(Saved entries)
--------------------------------------------------

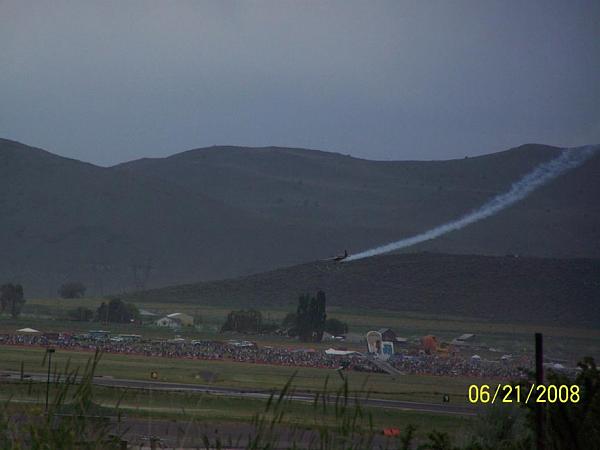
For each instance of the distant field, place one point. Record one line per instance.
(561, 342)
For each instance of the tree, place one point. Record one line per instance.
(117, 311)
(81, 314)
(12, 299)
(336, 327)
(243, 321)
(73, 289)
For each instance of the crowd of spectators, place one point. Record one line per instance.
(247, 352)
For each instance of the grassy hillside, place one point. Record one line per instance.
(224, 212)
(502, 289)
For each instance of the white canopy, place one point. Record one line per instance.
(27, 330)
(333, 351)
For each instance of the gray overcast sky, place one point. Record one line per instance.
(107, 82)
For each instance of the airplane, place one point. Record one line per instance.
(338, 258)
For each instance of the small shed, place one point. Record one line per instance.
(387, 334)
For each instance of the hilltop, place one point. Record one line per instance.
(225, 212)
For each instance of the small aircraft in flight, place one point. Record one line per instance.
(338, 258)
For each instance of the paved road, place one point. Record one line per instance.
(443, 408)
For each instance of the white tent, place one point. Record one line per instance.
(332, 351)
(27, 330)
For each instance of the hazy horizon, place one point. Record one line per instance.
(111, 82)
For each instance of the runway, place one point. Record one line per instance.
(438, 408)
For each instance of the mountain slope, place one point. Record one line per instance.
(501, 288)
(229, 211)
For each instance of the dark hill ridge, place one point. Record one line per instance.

--------------------------------------------------

■ **WHAT IS NEEDED**:
Make an exact copy of every record, pictures excluded.

■ **WRITTEN RESPONSE**:
For each instance of the distant field, place one point. Record one line per instance.
(561, 342)
For each instance of the tree, place one point. Record one line per instance.
(117, 311)
(81, 314)
(12, 299)
(336, 327)
(243, 321)
(73, 289)
For each instance of the crowd of spectators, place one point. Record one line per instance.
(247, 352)
For each instance of the grassy hillside, place one point. Record one line per instance.
(224, 212)
(502, 289)
For each instance of the white canopy, place one point. Record one line per instance.
(27, 330)
(333, 351)
For each instance of the gray overcast sky, place one point. Record one line per instance.
(107, 82)
For each instance of the airplane, place one point. Record one line per instance.
(338, 258)
For each instance of the small shed, place one point. Record one line per instance.
(387, 334)
For each instance of the hilltop, place one point. Record one line per instance.
(225, 212)
For each instance of the small aircraft in flight, place one point. Record one line per instance.
(338, 258)
For each instance of the paved road, place one point. Record one line per instance.
(443, 408)
For each instance of the white tent, place one point. Record one line per instance.
(332, 351)
(27, 330)
For each instance of the hazy horizon, place one point. Record one line per instance.
(111, 82)
For each instance of the runway, place one point. Record one line per instance.
(438, 408)
For each instance of the mountain slope, place one point. Record one line per instance.
(501, 288)
(229, 211)
For each instance of the dark hill ridge, place one point. Record one line per instance.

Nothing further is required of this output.